Arti Performative Focus

“Medea” secondo Luca Ronconi, riallestita da Daniele Salvo: demitizzazione e universalizzazione

Carmen Navarra

La storia di Medea, eroina tragica tra le più discusse e studiate da grecisti e non, corre su due binari, forse intersecabili, forse no: la misoginia – che è imputabile al suo stesso autore, Euripide – e l’emancipazione femminile. Nell’apparente contraddittorietà di tale affermazione, si può rilevare un dato, forse, evidente. Medea, la maga della Colchide, la barbara che si è innamorata del greco Giasone, e che in nome di quello stesso amore abbandona il padre e la sua terra natia, è una donna che aborrisce a tal punto il tradimento subìto da uccidere, con un atto estremo e al contempo lucidissimo, i suoi stessi figli pur di vendicare l’offesa e l’umiliazione e, allo stesso tempo, affermare la sua dignità di donna, vilipesa dall’egoismo del coniuge.

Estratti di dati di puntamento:
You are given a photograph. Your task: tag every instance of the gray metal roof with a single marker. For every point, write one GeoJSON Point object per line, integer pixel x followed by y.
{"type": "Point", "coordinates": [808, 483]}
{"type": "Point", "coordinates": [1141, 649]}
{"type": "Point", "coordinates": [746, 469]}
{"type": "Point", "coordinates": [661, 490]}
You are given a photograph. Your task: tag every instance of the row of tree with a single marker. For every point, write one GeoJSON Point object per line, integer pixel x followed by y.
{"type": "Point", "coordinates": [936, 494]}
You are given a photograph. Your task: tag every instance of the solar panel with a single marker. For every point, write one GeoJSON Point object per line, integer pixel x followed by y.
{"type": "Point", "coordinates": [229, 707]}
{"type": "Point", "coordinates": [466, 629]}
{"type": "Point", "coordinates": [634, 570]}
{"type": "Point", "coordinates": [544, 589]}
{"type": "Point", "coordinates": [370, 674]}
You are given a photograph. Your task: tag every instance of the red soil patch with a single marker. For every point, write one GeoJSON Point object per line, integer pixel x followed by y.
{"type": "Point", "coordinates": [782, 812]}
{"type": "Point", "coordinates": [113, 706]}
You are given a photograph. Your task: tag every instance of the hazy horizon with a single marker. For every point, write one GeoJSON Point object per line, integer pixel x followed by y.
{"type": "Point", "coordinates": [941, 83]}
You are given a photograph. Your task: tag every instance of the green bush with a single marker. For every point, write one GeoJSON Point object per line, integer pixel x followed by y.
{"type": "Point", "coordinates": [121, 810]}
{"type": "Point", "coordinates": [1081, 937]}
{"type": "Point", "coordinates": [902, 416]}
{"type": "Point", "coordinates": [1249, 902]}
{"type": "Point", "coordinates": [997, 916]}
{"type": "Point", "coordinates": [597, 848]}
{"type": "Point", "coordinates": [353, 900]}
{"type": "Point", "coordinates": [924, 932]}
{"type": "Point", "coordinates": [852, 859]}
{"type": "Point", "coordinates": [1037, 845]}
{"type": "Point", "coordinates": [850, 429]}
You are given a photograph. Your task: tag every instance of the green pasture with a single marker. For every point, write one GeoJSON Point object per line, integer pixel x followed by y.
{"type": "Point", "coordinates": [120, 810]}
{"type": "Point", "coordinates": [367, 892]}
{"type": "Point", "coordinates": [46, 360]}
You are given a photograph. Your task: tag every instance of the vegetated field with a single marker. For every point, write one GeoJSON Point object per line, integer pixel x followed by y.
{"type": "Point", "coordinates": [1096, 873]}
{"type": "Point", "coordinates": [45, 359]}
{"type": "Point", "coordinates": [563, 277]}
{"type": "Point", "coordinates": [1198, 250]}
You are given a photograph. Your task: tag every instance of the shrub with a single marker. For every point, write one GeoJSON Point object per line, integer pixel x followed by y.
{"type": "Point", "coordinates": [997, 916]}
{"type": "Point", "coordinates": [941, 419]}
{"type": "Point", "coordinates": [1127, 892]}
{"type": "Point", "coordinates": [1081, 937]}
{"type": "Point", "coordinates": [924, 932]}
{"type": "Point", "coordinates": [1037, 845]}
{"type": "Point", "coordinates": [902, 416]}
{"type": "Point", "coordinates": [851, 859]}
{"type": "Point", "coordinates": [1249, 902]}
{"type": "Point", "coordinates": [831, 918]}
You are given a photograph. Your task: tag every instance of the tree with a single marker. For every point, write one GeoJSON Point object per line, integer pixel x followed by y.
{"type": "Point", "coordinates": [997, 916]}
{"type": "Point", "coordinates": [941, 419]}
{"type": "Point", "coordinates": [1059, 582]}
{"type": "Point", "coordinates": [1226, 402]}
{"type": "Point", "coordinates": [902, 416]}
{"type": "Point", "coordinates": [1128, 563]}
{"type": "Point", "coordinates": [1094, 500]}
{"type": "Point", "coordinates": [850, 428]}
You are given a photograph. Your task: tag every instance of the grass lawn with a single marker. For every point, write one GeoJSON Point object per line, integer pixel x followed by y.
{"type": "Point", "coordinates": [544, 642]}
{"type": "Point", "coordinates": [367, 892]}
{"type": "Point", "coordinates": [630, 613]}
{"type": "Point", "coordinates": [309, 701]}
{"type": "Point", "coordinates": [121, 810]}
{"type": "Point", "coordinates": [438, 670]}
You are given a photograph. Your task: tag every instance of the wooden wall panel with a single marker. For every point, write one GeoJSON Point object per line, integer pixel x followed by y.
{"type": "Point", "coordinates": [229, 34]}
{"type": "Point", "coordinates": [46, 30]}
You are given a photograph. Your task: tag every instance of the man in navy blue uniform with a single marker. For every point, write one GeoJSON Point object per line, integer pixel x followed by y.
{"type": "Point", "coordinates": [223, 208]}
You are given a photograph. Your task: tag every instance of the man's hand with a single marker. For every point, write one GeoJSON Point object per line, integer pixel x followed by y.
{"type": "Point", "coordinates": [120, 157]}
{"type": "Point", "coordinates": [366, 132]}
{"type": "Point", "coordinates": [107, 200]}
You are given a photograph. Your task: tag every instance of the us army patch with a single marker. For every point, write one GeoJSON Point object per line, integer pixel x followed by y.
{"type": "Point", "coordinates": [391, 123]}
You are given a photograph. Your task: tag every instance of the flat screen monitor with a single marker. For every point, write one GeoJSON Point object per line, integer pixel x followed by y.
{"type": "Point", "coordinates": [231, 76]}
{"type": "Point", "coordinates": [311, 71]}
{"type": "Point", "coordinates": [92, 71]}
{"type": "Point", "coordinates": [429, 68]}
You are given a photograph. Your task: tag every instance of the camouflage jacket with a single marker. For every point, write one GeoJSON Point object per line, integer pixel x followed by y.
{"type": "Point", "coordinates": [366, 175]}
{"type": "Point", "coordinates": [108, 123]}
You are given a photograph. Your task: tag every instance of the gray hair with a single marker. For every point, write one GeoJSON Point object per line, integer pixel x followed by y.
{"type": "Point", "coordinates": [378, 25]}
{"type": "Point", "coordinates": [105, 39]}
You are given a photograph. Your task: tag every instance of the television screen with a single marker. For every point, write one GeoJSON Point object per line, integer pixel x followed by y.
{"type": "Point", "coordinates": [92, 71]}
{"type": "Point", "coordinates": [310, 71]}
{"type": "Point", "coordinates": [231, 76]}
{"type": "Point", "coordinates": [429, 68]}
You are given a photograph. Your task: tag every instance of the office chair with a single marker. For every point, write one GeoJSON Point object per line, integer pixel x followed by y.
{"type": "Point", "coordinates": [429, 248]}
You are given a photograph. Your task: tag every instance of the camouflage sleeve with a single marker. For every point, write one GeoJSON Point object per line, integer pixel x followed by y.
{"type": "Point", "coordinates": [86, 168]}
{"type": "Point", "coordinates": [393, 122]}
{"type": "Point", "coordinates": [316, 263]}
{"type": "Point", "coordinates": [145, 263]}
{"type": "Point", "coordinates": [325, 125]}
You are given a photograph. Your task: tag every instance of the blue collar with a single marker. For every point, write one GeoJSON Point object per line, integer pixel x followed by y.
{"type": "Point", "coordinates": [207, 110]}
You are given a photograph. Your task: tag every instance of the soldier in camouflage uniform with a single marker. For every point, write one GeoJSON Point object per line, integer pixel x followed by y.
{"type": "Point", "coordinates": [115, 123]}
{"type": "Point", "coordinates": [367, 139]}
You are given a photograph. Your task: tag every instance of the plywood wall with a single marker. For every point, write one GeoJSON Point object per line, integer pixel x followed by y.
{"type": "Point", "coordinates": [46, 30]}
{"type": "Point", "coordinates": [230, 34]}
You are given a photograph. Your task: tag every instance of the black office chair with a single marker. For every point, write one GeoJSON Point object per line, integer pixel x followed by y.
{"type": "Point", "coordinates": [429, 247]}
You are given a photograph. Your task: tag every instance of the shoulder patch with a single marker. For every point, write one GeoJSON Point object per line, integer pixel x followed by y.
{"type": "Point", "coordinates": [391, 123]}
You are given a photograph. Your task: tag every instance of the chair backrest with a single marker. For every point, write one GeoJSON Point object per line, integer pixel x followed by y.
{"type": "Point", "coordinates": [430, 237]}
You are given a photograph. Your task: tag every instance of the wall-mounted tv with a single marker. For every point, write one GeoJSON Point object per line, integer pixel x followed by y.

**Esercizi da svolgere**
a) Nell'articolo su Medea, a chi viene imputata la misoginia?
b) Elenca tutti i nomi di persone e di personaggi che compaiono nell'articolo su Medea.

**Risposte per esercizio**
a) Al suo stesso autore, Euripide.

b) Medea, Luca Ronconi, Daniele Salvo, Carmen Navarra, Euripide, Giasone